··· Document passage

# Satoh s370d beaver



## Bsblhater (Jan 7, 2018)

New to the group today. Hi everyone. Purchased one of these tractors today. Does anyone have a pdf service manual that they could share. All i can find is one for 59 bucks that seems unreasonable to me. Tractor seems to run good has a loader on it. I need to learn as much as i can about him as far as servicing and all.


----------



## Bsblhater (Jan 7, 2018)

I need a manual for this satoh s370d. Iam not having a problem as of yet but i just got it today


----------



## willys55 (Oct 13, 2016)

welcome to the club, I don't have anything for that but hang in there and someone who does know will chime in


----------



## Bsblhater (Jan 7, 2018)

Thankyou could not really find any negatives on this little tractor . Hope to find good manual in pdf if possible


----------



## Bsblhater (Jan 7, 2018)




----------



## Bsblhater (Jan 7, 2018)

Iam at work but hunting around found manual section here
No satoh help as of yet. Still digging


----------



## Bsblhater (Jan 7, 2018)

Where can i get a serial number to identify the year


----------



## Bsblhater (Jan 7, 2018)

Hello i can not get the beaver to start. Load tested the battery its bad. Put a new one in getting lots of smoke but wont start. Sounds like it close but wont. Can anyone help. Any advice please. Its just me and wife so i really dont want to tow it.


----------



## EdF (Sep 15, 2014)

Howdy Bsblhater, welcome aboard the tractor forum.

You can get a complete repair manual for your tractor on ebay for $42.50. EBay item number:
172431648366. They don't come much cheaper than that.

Your Beaver has glow plugs in the firing chamber that have to be pre-heated prior to cranking. In cold weather, I would heat them for about 30 seconds, and then continue to heat while cranking. If the engine is not detonating the fuel/air mix, you will see white smoke coming out the exhaust. Engine compression detonates the fuel/air mix. Your compression may be a bit low due to the tractor sitting idle for an extended period. Keep the battery charged up for cranking.

······
··· Record excerpts

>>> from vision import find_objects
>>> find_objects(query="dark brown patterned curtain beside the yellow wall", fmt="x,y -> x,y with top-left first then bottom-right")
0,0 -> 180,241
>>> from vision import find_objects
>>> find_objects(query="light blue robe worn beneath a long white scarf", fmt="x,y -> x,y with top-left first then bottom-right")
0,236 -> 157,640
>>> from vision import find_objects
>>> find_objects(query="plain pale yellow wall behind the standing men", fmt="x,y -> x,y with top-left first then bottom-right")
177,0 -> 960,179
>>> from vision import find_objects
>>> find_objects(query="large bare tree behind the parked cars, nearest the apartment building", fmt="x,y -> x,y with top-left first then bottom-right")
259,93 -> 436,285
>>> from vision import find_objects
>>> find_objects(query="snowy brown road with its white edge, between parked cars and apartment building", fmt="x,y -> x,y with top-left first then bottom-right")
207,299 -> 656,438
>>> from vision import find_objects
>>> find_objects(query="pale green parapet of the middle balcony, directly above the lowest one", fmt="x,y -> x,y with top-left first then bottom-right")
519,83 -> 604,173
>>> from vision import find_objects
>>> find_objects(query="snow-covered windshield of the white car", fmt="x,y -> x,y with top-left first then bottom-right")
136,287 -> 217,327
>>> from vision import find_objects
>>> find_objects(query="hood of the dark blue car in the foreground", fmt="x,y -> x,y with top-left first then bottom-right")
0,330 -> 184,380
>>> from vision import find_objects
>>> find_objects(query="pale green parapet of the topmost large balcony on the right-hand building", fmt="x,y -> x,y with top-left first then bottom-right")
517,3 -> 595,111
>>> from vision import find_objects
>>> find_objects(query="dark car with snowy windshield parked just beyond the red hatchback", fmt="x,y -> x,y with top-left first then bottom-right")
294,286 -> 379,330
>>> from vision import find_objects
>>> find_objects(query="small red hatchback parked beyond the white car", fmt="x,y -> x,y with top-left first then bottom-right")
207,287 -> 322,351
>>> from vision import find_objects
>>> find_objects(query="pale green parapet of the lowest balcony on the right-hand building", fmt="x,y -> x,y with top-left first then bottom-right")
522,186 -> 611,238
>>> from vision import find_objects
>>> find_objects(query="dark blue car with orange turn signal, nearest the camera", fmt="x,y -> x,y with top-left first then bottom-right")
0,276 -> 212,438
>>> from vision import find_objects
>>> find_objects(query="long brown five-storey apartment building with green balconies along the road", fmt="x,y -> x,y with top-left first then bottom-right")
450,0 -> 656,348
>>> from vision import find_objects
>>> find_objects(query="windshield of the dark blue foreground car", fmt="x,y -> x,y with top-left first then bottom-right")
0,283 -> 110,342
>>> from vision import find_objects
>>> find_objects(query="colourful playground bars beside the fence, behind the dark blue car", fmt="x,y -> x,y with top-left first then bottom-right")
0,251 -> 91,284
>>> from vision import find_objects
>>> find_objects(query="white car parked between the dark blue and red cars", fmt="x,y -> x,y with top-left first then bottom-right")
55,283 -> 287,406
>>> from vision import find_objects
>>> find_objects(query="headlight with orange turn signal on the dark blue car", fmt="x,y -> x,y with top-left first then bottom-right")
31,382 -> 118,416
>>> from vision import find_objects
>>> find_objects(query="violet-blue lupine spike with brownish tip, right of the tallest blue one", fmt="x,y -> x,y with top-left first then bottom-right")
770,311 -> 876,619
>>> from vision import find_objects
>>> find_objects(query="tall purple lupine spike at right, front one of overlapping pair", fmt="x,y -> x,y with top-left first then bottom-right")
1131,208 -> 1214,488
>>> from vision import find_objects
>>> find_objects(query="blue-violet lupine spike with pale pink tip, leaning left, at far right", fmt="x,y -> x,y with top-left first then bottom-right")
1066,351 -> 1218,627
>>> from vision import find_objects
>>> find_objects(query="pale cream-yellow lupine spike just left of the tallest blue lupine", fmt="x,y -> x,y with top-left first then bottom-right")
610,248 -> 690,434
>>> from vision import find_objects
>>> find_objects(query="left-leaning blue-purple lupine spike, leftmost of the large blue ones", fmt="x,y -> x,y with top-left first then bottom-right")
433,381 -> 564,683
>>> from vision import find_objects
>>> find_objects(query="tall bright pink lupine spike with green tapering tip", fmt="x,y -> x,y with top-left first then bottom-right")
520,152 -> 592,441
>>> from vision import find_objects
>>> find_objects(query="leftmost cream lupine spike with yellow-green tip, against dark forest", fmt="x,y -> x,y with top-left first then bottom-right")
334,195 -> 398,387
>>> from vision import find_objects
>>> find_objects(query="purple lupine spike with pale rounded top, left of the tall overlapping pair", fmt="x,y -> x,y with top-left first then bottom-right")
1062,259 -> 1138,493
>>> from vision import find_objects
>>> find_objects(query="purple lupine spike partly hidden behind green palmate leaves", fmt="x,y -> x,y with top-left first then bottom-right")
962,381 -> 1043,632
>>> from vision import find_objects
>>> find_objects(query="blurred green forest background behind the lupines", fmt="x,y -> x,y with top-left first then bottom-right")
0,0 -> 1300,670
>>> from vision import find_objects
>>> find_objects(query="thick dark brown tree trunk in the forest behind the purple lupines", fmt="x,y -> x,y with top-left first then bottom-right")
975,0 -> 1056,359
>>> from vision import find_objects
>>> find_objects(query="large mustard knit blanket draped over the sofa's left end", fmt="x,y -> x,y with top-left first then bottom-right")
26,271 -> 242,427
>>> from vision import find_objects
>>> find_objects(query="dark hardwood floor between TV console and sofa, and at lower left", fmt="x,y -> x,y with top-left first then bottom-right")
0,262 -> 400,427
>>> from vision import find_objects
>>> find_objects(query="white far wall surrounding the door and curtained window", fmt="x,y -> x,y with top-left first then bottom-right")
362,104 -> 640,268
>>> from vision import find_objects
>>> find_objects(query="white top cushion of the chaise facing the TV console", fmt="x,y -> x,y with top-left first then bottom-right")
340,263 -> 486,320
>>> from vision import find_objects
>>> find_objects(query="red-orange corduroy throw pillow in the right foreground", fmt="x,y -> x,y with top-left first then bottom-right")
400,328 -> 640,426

······

» **Work order 1**:
Could you reproduce the part of the Satoh tractor thread starting with "Howdy Bsblhater, welcome" and going on through "up for cranking."?
» **Work order 2**:
Can you carry on the Satoh tractor thread from where it stops?

» **Exercise output 1**:
Howdy Bsblhater, welcome aboard the tractor forum.

You can get a complete repair manual for your tractor on ebay for $42.50. EBay item number:
172431648366. They don't come much cheaper than that.

Your Beaver has glow plugs in the firing chamber that have to be pre-heated prior to cranking. In cold weather, I would heat them for about 30 seconds, and then continue to heat while cranking. If the engine is not detonating the fuel/air mix, you will see white smoke coming out the exhaust. Engine compression detonates the fuel/air mix. Your compression may be a bit low due to the tractor sitting idle for an extended period. Keep the battery charged up for cranking.

» **Exercise output 2**:
----------



## Bsblhater (Jan 7, 2018)

Hey guys my rear tires say 8-16 what tire chain would that be any idea. I need a pair soon. Another snowstorm coming in. Also do they make a back blade for a cat zero
. I have a backblade but its to big for the satoh


----------



## sixbales (May 18, 2011)

You can readily find tire chains for 8-16 tires on the internet. RC Wells gave you a source earlier today.

They do make Cat 0 back blades. Check out the internet. You can also take a small Cat 1 blade and swap Cat 0 pins in it to fit your Beaver.


----------



## Bsblhater (Jan 7, 2018)

Thanks 6 bales i have spent several hours on the internet putting it in every way i can possibly think of and it does not come up with a f-------n tire chain i can purchase that will work the first time. They give so many tires that the chainbs fit it ridiculous. And for the tire numbers to be 8-16 that search sucks. Yeah i can find tires.


----------



## sixbales (May 18, 2011)

Try this site: *8-16 Tire Chains - TireChains.com* They present 9 different types (with pictures) of tire chains to fit an 8-16 tire. If you are not comfortable with this, you might consider buying chains locally.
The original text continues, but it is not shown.